GOAL: Copy the lines that follow word for word, keeping every one of them in its original order.

SUPPLIED MATERIAL:
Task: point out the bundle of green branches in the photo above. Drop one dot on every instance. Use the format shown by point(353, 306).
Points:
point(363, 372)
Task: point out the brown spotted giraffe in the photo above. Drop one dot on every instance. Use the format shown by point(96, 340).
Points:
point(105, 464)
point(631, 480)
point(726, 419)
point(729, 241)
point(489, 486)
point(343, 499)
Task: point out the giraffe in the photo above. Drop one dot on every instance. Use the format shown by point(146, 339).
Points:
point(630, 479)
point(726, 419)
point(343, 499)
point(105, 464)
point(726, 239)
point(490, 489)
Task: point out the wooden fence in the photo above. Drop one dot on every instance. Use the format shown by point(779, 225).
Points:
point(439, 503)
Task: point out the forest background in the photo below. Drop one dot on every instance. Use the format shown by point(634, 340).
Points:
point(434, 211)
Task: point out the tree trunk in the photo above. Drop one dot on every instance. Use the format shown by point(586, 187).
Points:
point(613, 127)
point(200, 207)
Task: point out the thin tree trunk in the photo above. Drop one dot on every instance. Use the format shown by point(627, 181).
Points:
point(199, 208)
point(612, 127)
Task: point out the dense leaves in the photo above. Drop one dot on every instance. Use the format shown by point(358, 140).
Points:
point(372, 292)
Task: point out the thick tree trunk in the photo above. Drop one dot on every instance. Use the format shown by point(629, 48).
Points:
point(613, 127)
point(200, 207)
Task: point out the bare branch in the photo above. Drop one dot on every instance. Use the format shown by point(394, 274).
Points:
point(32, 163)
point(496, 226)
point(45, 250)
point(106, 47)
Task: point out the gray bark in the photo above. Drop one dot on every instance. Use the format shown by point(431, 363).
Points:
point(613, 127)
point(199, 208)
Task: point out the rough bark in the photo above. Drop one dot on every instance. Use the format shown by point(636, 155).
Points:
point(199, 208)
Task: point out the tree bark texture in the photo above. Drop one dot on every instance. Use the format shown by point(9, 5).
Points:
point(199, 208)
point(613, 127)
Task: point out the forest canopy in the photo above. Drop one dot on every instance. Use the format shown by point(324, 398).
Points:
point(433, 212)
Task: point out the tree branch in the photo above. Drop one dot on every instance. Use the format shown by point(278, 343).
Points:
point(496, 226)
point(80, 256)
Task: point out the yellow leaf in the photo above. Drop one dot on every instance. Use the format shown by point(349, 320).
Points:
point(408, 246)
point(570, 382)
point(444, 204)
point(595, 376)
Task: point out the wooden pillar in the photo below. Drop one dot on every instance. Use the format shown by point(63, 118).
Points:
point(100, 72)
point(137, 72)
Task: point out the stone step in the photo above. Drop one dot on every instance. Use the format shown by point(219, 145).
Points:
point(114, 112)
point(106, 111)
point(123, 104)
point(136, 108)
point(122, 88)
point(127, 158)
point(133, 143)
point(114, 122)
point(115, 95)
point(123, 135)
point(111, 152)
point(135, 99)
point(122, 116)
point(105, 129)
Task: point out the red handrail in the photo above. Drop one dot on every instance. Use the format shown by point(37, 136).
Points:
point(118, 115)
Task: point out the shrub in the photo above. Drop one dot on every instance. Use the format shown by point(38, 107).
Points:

RESULT FOR THIS TASK:
Task: point out the bundle of green branches in the photo above. Drop one dot on every instance. Use the format shown by point(353, 306).
Points:
point(363, 372)
Task: point out the brown spotted giraffe in the photo above. Drop one dot on every instance. Use the format shown by point(96, 340).
Points:
point(105, 464)
point(631, 480)
point(726, 419)
point(729, 241)
point(489, 486)
point(343, 499)
Task: point out the giraffe in the photo above. Drop one dot on every instance. Use the format shown by point(146, 339).
Points:
point(630, 479)
point(726, 419)
point(343, 499)
point(105, 464)
point(726, 239)
point(490, 489)
Task: point out the wooden fence in the photo above. Drop one dot on every instance. Use the format shown by point(779, 225).
Points:
point(439, 503)
Task: point out the forest background in the photo below. Drop one dot on every instance. Use the format shown by point(634, 340).
Points:
point(434, 211)
Task: point out the tree trunk in the photo above. Drop one dot on every instance. Use the format shown by point(586, 187).
Points:
point(613, 127)
point(200, 207)
Task: point out the thin tree trunk in the photo above. Drop one dot on every instance. Use the format shown by point(627, 181).
Points:
point(199, 208)
point(612, 127)
Task: point out the dense leaves in the photo above. Drop one dot on every instance. Use the format shown by point(358, 140).
Points:
point(372, 292)
Task: point out the thick tree trunk in the photo above. Drop one dot on every instance. Use the format shown by point(629, 48).
Points:
point(613, 127)
point(200, 207)
Task: point out the bare branch in the photo above. Drop one dot on every instance. Use the format shown by point(394, 274).
Points:
point(32, 163)
point(496, 226)
point(45, 250)
point(106, 47)
Task: point out the gray bark in the photo above. Drop one dot on every instance. Use the format shown by point(431, 363).
Points:
point(613, 127)
point(199, 208)
Task: point out the rough bark in the photo above. Drop one dot on every instance. Use the format shown by point(636, 155).
Points:
point(199, 208)
Task: point out the tree bark texture in the photo above. Drop one dot on every instance. Use the format shown by point(9, 5).
Points:
point(199, 208)
point(613, 127)
Task: point out the forest canopy in the photo above. Drop one dot on every instance. Use the format shown by point(324, 398).
Points:
point(433, 212)
Task: point out the tree branch in the photo above. Drop one dot on every instance. Use the format shown by point(278, 343).
Points:
point(496, 226)
point(80, 256)
Task: point out the yellow leaf in the photo above. Drop one dot on every instance. Use the format shown by point(349, 320).
Points:
point(408, 246)
point(570, 382)
point(444, 204)
point(595, 376)
Task: point out the wooden pillar in the photo below. Drop one dot on every instance. Use the format shown by point(63, 118).
Points:
point(100, 72)
point(137, 72)
Task: point out the stone step in the photo above. Drop one dot on every instance. Use the format shown by point(219, 145).
Points:
point(114, 112)
point(106, 111)
point(123, 104)
point(136, 108)
point(122, 88)
point(127, 158)
point(133, 143)
point(114, 122)
point(115, 95)
point(123, 135)
point(111, 152)
point(135, 99)
point(122, 116)
point(105, 129)
Task: point out the red handrail in the photo above. Drop one dot on every instance. Use the format shown by point(37, 136).
Points:
point(118, 115)
Task: point out the shrub in the photo above. Drop one dot on every instance. Use the format shown by point(38, 107).
Points:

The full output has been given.